» **Try it**: Locate each line in the records containing "polo". Copy it.

» **Data supplied**:

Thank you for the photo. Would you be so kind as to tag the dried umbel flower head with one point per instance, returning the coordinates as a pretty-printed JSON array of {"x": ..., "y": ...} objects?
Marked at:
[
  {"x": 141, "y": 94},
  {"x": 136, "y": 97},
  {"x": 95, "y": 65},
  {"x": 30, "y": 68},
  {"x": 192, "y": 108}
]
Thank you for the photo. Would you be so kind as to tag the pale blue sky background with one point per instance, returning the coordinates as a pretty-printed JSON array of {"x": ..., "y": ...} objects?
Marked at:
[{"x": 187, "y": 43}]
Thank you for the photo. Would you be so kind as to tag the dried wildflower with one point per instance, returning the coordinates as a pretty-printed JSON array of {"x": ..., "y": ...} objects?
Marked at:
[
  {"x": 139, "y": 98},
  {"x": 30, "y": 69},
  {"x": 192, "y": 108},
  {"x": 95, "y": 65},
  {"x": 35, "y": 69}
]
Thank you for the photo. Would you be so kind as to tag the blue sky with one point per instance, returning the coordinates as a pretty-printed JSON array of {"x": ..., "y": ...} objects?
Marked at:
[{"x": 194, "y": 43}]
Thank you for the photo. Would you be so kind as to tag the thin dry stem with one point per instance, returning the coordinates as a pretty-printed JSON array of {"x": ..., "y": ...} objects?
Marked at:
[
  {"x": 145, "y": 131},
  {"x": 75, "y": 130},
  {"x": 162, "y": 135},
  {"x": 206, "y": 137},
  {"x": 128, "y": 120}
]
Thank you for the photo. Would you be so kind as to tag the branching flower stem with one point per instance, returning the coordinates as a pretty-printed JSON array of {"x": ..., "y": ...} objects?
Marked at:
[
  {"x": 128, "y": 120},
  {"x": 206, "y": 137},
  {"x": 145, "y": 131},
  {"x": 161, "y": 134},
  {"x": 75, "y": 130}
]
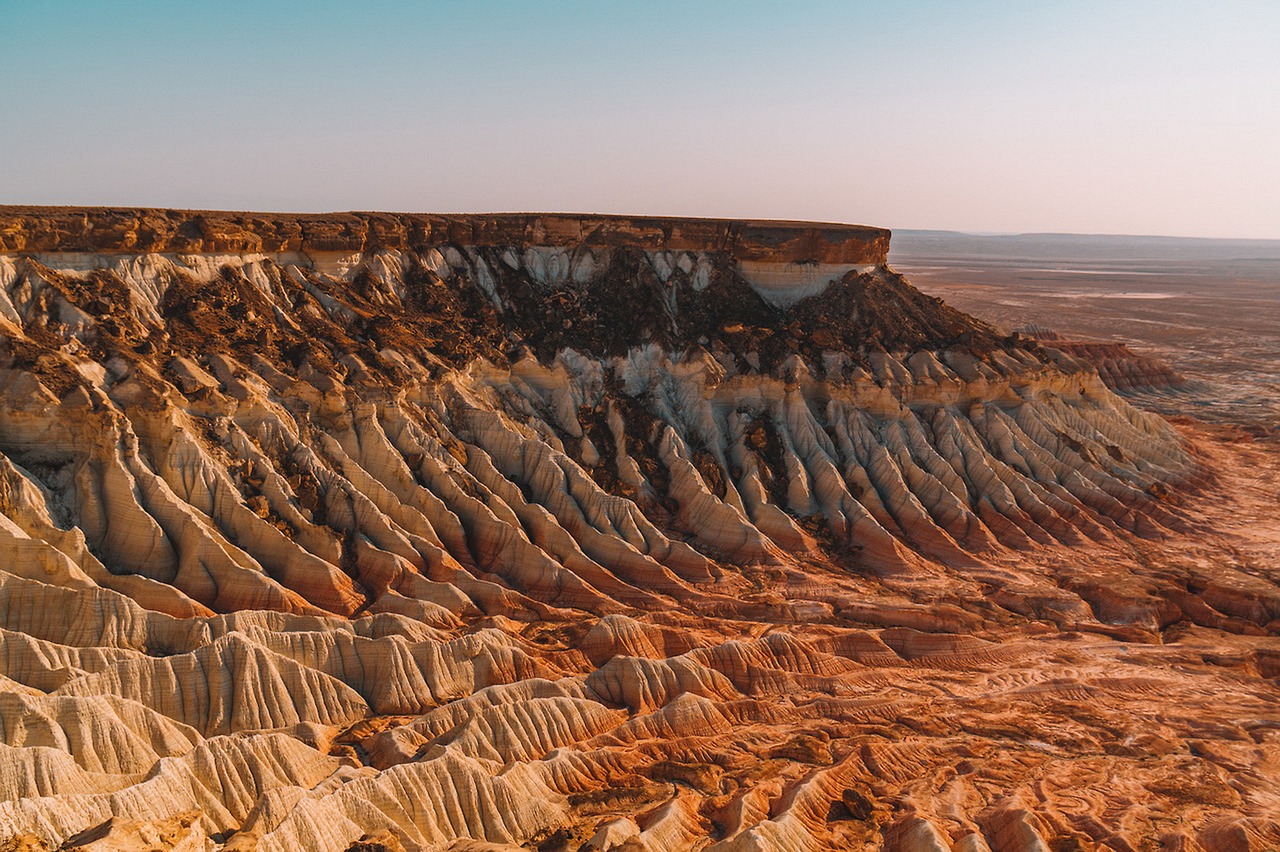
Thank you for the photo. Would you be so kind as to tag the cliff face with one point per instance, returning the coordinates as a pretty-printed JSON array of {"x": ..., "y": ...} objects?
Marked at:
[
  {"x": 123, "y": 230},
  {"x": 378, "y": 505}
]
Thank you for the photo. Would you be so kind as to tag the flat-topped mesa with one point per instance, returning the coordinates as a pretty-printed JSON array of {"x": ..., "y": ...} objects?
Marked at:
[
  {"x": 502, "y": 282},
  {"x": 131, "y": 230},
  {"x": 784, "y": 260}
]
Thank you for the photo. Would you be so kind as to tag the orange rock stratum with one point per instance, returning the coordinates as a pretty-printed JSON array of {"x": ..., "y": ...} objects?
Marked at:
[{"x": 371, "y": 531}]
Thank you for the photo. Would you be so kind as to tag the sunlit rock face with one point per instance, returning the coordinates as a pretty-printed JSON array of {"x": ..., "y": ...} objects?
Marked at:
[{"x": 589, "y": 532}]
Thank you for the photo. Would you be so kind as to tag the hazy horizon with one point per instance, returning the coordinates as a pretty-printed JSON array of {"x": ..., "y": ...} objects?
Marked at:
[{"x": 1001, "y": 118}]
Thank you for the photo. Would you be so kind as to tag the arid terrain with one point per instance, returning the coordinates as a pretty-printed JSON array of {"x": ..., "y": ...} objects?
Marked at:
[
  {"x": 1210, "y": 307},
  {"x": 387, "y": 531}
]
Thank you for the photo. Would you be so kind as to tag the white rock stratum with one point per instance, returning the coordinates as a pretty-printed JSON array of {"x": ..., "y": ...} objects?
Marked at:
[{"x": 588, "y": 532}]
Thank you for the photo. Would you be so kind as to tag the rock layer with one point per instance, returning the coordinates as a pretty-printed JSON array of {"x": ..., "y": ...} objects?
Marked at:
[{"x": 584, "y": 532}]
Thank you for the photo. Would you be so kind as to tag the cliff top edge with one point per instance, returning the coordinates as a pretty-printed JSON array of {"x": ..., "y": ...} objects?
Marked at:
[{"x": 145, "y": 229}]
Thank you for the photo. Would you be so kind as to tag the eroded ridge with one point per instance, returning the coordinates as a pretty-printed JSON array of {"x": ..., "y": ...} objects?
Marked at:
[{"x": 557, "y": 530}]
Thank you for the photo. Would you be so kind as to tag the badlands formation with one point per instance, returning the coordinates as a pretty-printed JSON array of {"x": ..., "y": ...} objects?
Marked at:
[{"x": 580, "y": 532}]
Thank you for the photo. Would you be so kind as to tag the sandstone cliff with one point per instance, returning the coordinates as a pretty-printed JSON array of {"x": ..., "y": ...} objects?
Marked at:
[{"x": 586, "y": 532}]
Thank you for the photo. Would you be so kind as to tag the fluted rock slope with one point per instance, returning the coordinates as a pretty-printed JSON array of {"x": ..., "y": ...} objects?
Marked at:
[{"x": 588, "y": 532}]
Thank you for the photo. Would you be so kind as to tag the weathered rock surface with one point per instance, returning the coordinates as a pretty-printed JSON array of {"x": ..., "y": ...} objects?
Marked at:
[{"x": 380, "y": 531}]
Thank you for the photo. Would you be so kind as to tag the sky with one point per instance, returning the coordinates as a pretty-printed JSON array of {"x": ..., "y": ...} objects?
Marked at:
[{"x": 1086, "y": 117}]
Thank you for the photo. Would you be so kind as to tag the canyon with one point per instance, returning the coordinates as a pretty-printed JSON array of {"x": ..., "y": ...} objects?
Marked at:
[{"x": 407, "y": 531}]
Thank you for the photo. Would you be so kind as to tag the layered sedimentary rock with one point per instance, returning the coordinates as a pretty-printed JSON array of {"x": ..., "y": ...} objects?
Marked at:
[
  {"x": 589, "y": 532},
  {"x": 1120, "y": 367}
]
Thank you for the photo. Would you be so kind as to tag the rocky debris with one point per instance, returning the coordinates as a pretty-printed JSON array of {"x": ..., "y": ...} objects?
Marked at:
[{"x": 576, "y": 532}]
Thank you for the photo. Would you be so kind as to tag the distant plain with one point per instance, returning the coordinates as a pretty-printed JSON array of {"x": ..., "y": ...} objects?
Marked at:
[{"x": 1208, "y": 307}]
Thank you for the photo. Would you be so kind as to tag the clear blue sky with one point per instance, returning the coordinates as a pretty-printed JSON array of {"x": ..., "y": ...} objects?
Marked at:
[{"x": 1098, "y": 117}]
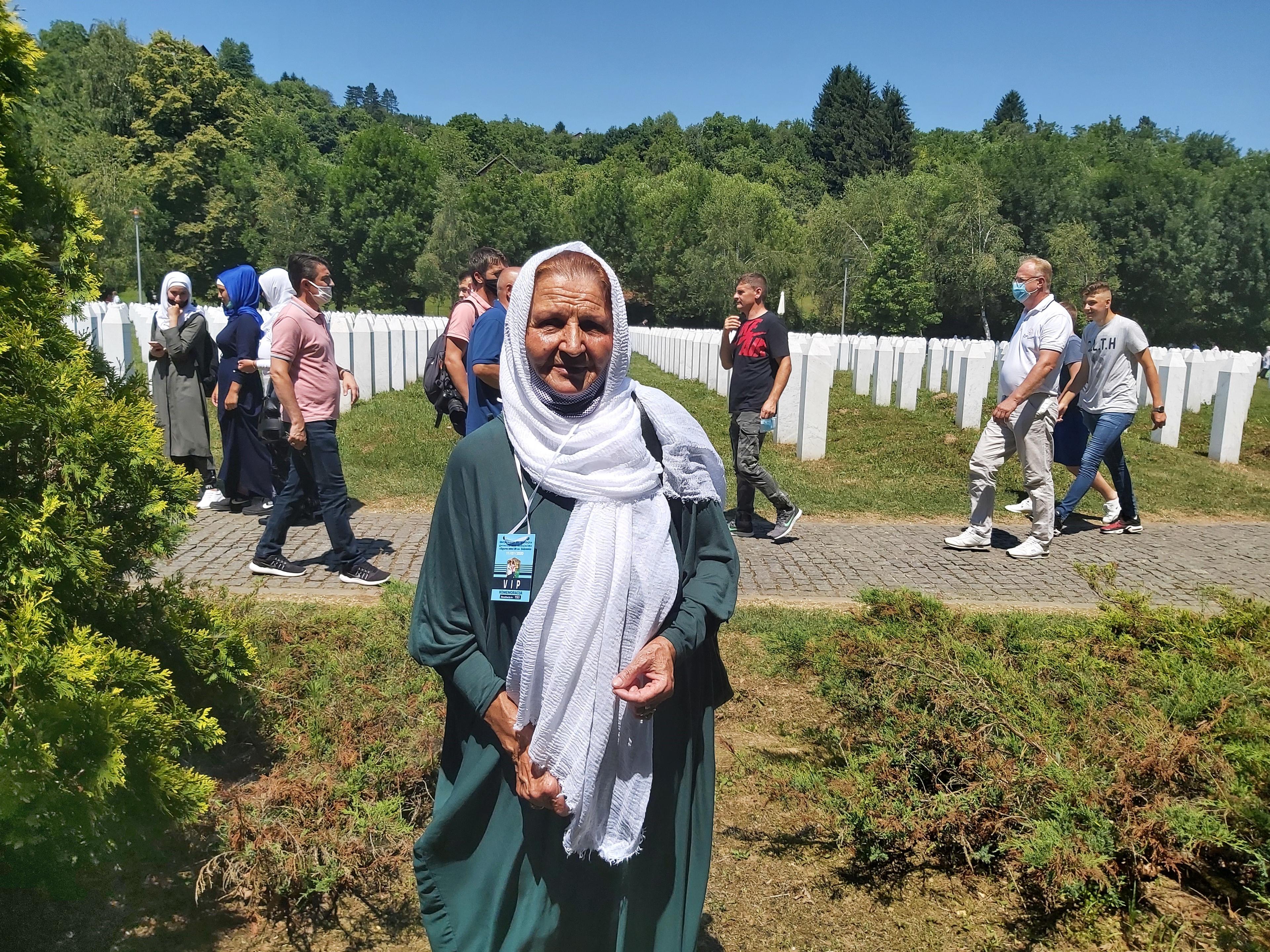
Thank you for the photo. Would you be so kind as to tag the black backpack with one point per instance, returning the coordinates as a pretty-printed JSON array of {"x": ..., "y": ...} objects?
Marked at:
[{"x": 437, "y": 384}]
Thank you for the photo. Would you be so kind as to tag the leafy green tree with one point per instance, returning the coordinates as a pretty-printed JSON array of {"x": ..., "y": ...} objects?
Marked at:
[
  {"x": 1010, "y": 110},
  {"x": 190, "y": 120},
  {"x": 603, "y": 213},
  {"x": 235, "y": 59},
  {"x": 383, "y": 196},
  {"x": 514, "y": 213},
  {"x": 450, "y": 243},
  {"x": 102, "y": 680},
  {"x": 973, "y": 249},
  {"x": 1079, "y": 259},
  {"x": 896, "y": 296}
]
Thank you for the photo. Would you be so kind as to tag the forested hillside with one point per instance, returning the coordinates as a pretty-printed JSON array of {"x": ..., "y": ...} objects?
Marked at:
[{"x": 925, "y": 226}]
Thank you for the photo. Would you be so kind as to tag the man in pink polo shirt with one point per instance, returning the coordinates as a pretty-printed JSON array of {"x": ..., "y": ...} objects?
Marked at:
[
  {"x": 486, "y": 264},
  {"x": 308, "y": 384}
]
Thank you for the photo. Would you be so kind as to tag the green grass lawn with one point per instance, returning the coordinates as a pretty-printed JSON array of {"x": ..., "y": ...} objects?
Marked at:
[{"x": 881, "y": 462}]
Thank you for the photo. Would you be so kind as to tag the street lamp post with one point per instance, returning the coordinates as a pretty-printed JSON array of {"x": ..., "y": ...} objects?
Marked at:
[
  {"x": 136, "y": 234},
  {"x": 846, "y": 270}
]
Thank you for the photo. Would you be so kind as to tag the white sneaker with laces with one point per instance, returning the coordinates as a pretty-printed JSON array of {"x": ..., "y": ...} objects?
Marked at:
[
  {"x": 1111, "y": 511},
  {"x": 971, "y": 540},
  {"x": 1031, "y": 547},
  {"x": 210, "y": 496}
]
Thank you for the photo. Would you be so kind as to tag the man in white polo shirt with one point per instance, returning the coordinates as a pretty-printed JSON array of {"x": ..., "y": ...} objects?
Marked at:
[{"x": 1023, "y": 420}]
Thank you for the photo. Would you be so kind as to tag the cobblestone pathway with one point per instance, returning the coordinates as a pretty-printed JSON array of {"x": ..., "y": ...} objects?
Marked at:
[{"x": 827, "y": 562}]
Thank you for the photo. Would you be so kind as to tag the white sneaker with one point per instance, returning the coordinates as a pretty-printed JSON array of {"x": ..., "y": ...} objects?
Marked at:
[
  {"x": 1111, "y": 511},
  {"x": 1031, "y": 547},
  {"x": 211, "y": 496},
  {"x": 971, "y": 539}
]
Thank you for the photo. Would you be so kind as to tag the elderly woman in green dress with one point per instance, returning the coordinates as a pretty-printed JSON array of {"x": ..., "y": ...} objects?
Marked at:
[
  {"x": 576, "y": 795},
  {"x": 183, "y": 357}
]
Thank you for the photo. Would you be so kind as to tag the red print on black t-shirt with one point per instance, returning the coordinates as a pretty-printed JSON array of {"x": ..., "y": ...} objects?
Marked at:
[{"x": 752, "y": 339}]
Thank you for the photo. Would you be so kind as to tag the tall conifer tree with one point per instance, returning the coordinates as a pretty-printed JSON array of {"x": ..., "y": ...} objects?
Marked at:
[
  {"x": 1011, "y": 108},
  {"x": 897, "y": 131}
]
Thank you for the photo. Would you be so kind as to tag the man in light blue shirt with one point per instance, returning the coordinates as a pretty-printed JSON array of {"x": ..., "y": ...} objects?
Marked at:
[{"x": 484, "y": 349}]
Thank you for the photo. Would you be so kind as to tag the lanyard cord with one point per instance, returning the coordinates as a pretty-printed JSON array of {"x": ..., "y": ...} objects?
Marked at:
[{"x": 520, "y": 480}]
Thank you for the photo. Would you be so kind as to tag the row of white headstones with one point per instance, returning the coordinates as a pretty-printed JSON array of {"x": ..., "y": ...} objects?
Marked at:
[
  {"x": 388, "y": 352},
  {"x": 892, "y": 370},
  {"x": 384, "y": 351}
]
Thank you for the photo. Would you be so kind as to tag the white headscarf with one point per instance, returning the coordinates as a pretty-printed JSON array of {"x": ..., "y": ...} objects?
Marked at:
[
  {"x": 169, "y": 280},
  {"x": 614, "y": 579},
  {"x": 276, "y": 287}
]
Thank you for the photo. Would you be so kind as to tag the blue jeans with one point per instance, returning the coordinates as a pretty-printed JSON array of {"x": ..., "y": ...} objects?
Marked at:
[
  {"x": 1104, "y": 446},
  {"x": 316, "y": 466}
]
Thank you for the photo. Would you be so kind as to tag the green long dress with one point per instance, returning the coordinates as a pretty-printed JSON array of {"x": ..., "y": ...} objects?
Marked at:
[{"x": 492, "y": 871}]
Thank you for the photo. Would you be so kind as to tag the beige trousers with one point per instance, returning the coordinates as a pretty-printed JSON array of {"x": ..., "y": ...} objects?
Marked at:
[{"x": 1031, "y": 433}]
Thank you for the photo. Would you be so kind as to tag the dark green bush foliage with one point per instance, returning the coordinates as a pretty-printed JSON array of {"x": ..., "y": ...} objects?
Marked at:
[
  {"x": 1076, "y": 754},
  {"x": 354, "y": 728},
  {"x": 100, "y": 672}
]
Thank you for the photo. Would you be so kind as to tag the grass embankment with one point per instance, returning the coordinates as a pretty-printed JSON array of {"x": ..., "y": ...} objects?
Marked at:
[
  {"x": 881, "y": 462},
  {"x": 902, "y": 776}
]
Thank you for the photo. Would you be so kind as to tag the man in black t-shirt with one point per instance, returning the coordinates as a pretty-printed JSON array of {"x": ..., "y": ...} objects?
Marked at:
[{"x": 759, "y": 358}]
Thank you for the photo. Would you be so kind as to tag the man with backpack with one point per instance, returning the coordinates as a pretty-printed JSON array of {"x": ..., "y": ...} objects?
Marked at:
[
  {"x": 486, "y": 264},
  {"x": 484, "y": 351}
]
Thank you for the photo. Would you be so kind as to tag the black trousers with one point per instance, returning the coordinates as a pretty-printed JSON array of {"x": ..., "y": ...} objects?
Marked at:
[{"x": 317, "y": 465}]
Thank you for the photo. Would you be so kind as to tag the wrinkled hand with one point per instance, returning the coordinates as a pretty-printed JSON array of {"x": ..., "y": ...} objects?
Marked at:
[
  {"x": 648, "y": 681},
  {"x": 532, "y": 784},
  {"x": 350, "y": 382},
  {"x": 1002, "y": 411}
]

» **Answer box**:
Thank you for the photo. Would you be so kind as to tag the man in pink polo shirt with one point per instance, returning the coordinates as a pretty-printed JSON array of {"x": ..., "y": ...} objects?
Thank you for the photo. Would you be so kind as to tag the man in white polo shirt with one point per instance, returning the coordinates as a pretty-printed JSON array of {"x": ..., "y": ...} objects?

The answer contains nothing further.